**TASK INSTRUCTIONS**
Lay out the entries below as a JSON list of strings, one string per line, leaving out blank lines and any pictures.

[Object detection data]
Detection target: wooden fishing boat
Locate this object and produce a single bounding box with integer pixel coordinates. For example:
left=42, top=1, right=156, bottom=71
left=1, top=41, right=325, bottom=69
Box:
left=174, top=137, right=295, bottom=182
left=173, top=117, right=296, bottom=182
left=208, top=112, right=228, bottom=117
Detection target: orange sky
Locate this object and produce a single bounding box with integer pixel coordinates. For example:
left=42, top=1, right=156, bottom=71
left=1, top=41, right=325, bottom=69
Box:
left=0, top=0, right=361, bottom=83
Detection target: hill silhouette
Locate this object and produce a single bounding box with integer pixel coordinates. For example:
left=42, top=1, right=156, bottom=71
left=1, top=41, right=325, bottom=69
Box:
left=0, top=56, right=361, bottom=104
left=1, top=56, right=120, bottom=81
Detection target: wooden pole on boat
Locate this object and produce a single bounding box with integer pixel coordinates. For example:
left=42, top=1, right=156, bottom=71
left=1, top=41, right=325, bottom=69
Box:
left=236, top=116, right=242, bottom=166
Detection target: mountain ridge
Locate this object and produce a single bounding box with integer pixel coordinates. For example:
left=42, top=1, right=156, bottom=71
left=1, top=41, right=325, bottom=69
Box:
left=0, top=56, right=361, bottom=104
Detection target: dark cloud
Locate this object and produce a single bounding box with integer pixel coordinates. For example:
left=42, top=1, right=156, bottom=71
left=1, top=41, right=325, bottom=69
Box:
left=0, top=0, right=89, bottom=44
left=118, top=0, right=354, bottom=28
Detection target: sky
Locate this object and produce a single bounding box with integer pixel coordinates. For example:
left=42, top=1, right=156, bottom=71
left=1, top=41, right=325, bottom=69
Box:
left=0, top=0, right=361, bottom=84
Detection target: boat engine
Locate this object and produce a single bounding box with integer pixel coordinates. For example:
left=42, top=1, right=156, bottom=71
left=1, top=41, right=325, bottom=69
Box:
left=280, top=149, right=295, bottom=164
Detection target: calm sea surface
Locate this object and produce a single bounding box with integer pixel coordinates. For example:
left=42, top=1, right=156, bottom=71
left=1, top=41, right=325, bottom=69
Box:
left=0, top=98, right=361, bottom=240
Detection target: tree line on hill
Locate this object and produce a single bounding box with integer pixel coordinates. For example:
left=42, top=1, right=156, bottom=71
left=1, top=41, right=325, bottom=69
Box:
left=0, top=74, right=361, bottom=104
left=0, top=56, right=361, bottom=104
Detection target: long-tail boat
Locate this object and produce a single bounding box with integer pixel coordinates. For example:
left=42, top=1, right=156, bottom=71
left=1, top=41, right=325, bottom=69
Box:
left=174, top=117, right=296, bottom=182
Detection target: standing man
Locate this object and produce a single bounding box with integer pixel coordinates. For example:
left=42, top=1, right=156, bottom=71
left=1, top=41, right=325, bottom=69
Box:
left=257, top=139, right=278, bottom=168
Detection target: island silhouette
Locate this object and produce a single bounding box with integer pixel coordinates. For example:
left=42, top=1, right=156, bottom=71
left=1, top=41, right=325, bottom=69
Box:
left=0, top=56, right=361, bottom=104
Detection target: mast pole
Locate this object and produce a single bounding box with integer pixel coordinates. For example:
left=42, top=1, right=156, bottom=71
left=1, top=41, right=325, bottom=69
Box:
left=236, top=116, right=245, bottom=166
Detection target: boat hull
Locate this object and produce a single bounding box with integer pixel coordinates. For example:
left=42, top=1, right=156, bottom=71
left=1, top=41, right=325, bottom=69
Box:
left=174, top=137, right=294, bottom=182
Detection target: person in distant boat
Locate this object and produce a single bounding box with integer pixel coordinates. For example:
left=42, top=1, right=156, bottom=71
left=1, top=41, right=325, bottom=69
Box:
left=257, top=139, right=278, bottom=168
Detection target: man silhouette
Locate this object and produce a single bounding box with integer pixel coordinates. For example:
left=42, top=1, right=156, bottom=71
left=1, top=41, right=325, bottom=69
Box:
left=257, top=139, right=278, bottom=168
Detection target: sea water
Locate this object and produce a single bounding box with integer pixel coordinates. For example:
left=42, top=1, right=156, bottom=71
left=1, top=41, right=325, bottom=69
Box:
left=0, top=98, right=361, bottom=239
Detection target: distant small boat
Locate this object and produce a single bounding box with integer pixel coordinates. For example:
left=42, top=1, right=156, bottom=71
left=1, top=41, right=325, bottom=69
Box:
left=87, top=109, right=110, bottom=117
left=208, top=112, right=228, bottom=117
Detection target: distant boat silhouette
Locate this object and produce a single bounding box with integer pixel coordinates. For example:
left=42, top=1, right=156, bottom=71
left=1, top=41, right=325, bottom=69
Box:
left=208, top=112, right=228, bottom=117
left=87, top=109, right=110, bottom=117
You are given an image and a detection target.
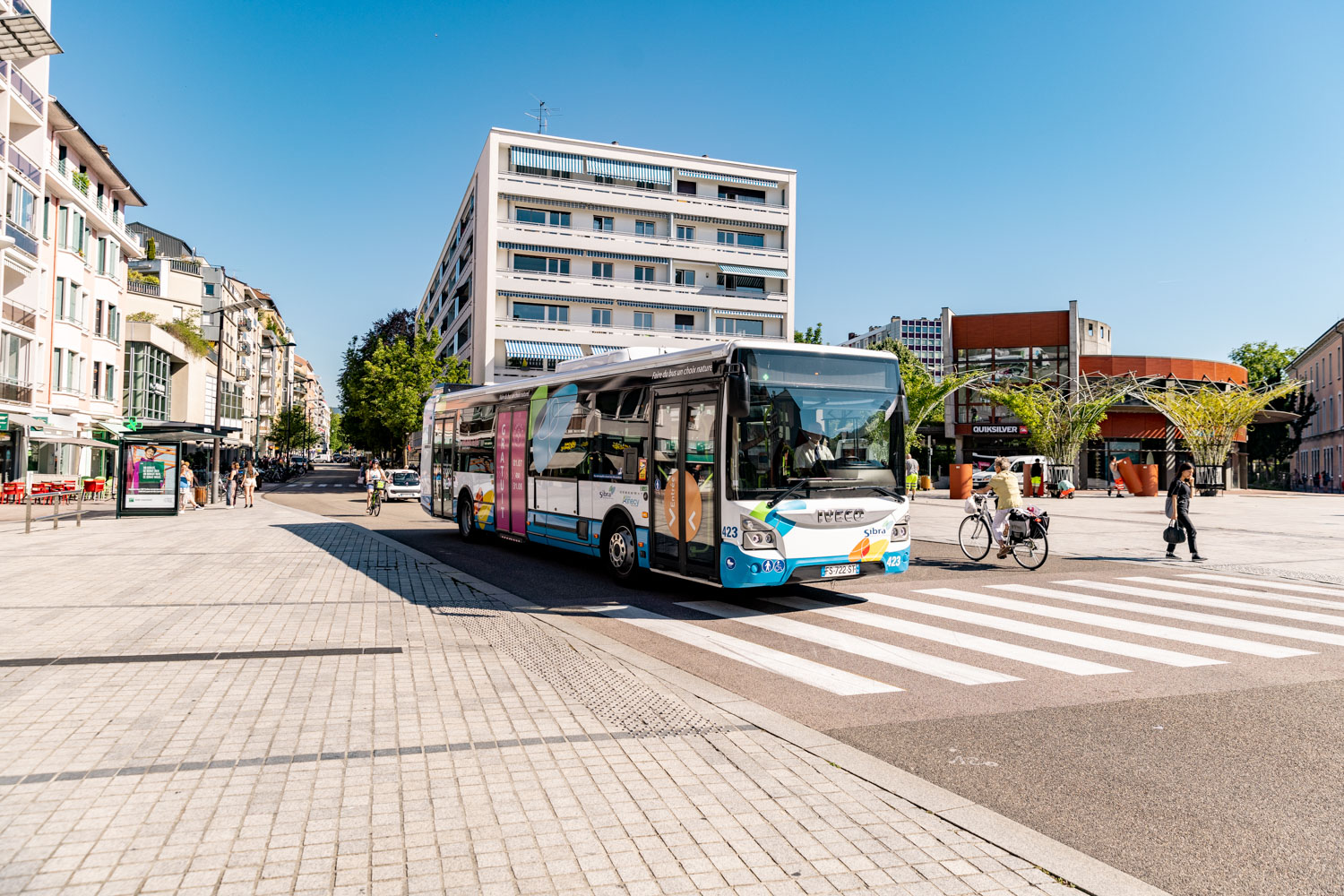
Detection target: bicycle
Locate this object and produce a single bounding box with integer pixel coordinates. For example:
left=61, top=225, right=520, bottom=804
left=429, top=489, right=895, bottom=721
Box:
left=957, top=495, right=1050, bottom=570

**REPLY**
[
  "Detection target: wooden fishing boat",
  "Locate this object and produce a single bounding box with integer pixel coordinates. For example:",
  "left=42, top=1, right=156, bottom=71",
  "left=1, top=41, right=325, bottom=69",
  "Box:",
  "left=174, top=137, right=295, bottom=182",
  "left=173, top=117, right=296, bottom=182",
  "left=208, top=112, right=228, bottom=117",
  "Detection target: orange sky",
  "Locate this object and produce a single bounding box with integer pixel coordinates. For example:",
  "left=42, top=1, right=156, bottom=71",
  "left=1, top=41, right=325, bottom=69",
  "Box:",
  "left=0, top=0, right=361, bottom=83",
  "Detection target: hill silhouette",
  "Locate this object and produce a single bounding box with integer pixel coordinates. For example:",
  "left=42, top=1, right=156, bottom=71",
  "left=1, top=41, right=325, bottom=69",
  "Box:",
  "left=0, top=56, right=361, bottom=104",
  "left=1, top=56, right=120, bottom=81",
  "Detection target: wooden pole on boat",
  "Locate this object and produce a single bounding box with integer pixel coordinates. For example:",
  "left=42, top=1, right=156, bottom=71",
  "left=1, top=41, right=325, bottom=69",
  "Box:",
  "left=236, top=116, right=242, bottom=166",
  "Detection target: mountain ridge",
  "Locate this object and produce a single bounding box with integer pixel coordinates. For example:",
  "left=42, top=1, right=156, bottom=71",
  "left=1, top=41, right=325, bottom=69",
  "Box:",
  "left=0, top=56, right=361, bottom=104",
  "Detection target: dark cloud",
  "Locate this object and produce a single bounding box with integer pixel coordinates. For example:",
  "left=42, top=1, right=156, bottom=71",
  "left=1, top=41, right=325, bottom=69",
  "Box:",
  "left=0, top=0, right=89, bottom=44",
  "left=118, top=0, right=354, bottom=28",
  "Detection target: sky",
  "Locate this object and produce a single bounding box with integer pixel coordinates. For example:",
  "left=42, top=1, right=156, bottom=71",
  "left=1, top=41, right=325, bottom=69",
  "Box:",
  "left=0, top=0, right=361, bottom=84",
  "Detection target: boat engine",
  "Locate this object and produce a single bounding box with integer pixel coordinates. For example:",
  "left=42, top=1, right=156, bottom=71",
  "left=1, top=41, right=325, bottom=69",
  "Box:",
  "left=280, top=149, right=295, bottom=164",
  "Detection target: calm sea surface",
  "Locate this object and produce a single bounding box with integer pixel coordinates. For example:",
  "left=42, top=1, right=156, bottom=71",
  "left=1, top=41, right=325, bottom=69",
  "Box:",
  "left=0, top=98, right=361, bottom=240",
  "Detection target: tree line on hill",
  "Locate this object and produce a single bounding box with integer pixel coordinates. For example:",
  "left=42, top=1, right=156, bottom=71",
  "left=1, top=41, right=325, bottom=69",
  "Box:",
  "left=0, top=74, right=361, bottom=104",
  "left=0, top=56, right=361, bottom=104",
  "Detection target: long-tail boat",
  "Locate this object and produce a single bounding box with integer pixel coordinates. For example:",
  "left=42, top=1, right=156, bottom=71",
  "left=1, top=41, right=325, bottom=69",
  "Box:",
  "left=174, top=117, right=296, bottom=182",
  "Detection target: standing man",
  "Locate this object and produce a single bounding box with integer pixel coordinates. For example:",
  "left=42, top=1, right=156, bottom=71",
  "left=1, top=41, right=325, bottom=69",
  "Box:",
  "left=257, top=139, right=278, bottom=168",
  "Detection target: island silhouette",
  "Locate this object and produce a single bounding box with integer pixel coordinates. For example:",
  "left=42, top=1, right=156, bottom=71",
  "left=1, top=41, right=325, bottom=69",
  "Box:",
  "left=0, top=56, right=361, bottom=104",
  "Detection target: mast pole",
  "Locate this object and produce a single bounding box with integer pixel coordinates. For example:",
  "left=42, top=1, right=156, bottom=71",
  "left=1, top=41, right=325, bottom=69",
  "Box:",
  "left=236, top=116, right=245, bottom=166",
  "Detection target: boat hull",
  "Locate this object and produce a single bounding box with integer pixel coordinates. For example:",
  "left=42, top=1, right=156, bottom=71",
  "left=1, top=41, right=325, bottom=69",
  "Box:",
  "left=174, top=137, right=294, bottom=182",
  "Detection target: person in distant boat",
  "Locate this object and produce a single bounding box with integer pixel coordinates. For example:",
  "left=42, top=1, right=156, bottom=71",
  "left=1, top=41, right=325, bottom=69",
  "Box:",
  "left=257, top=139, right=278, bottom=168",
  "Detection target: man silhouette",
  "Locate this object and produce a single bounding box with integer pixel coordinates. For example:",
  "left=42, top=1, right=156, bottom=71",
  "left=1, top=41, right=325, bottom=69",
  "Box:",
  "left=257, top=139, right=278, bottom=168",
  "Detection target: sea water",
  "Locate this object and produce a single bounding box with integer pixel coordinates. For example:",
  "left=42, top=1, right=156, bottom=71",
  "left=1, top=41, right=325, bottom=69",
  "Box:",
  "left=0, top=98, right=361, bottom=239",
  "Detection target: distant small boat",
  "Locate this object and produce a single bounding box with integer pixel coordinates. For example:",
  "left=42, top=1, right=156, bottom=71",
  "left=1, top=41, right=325, bottom=69",
  "Box:",
  "left=87, top=109, right=110, bottom=117",
  "left=208, top=112, right=228, bottom=117",
  "Detection target: distant boat silhouette",
  "Locate this object and produce a single bounding box with integer pixel coordinates. For example:",
  "left=42, top=1, right=156, bottom=71",
  "left=1, top=41, right=325, bottom=69",
  "Box:",
  "left=208, top=112, right=228, bottom=117",
  "left=87, top=109, right=110, bottom=117",
  "You are given an image and a detection target.",
  "Detection target: bicycle",
  "Locate this object and produce a single bounding box with integer pixel coordinates. For example:",
  "left=61, top=225, right=520, bottom=804",
  "left=429, top=489, right=895, bottom=721",
  "Box:",
  "left=957, top=495, right=1050, bottom=570"
]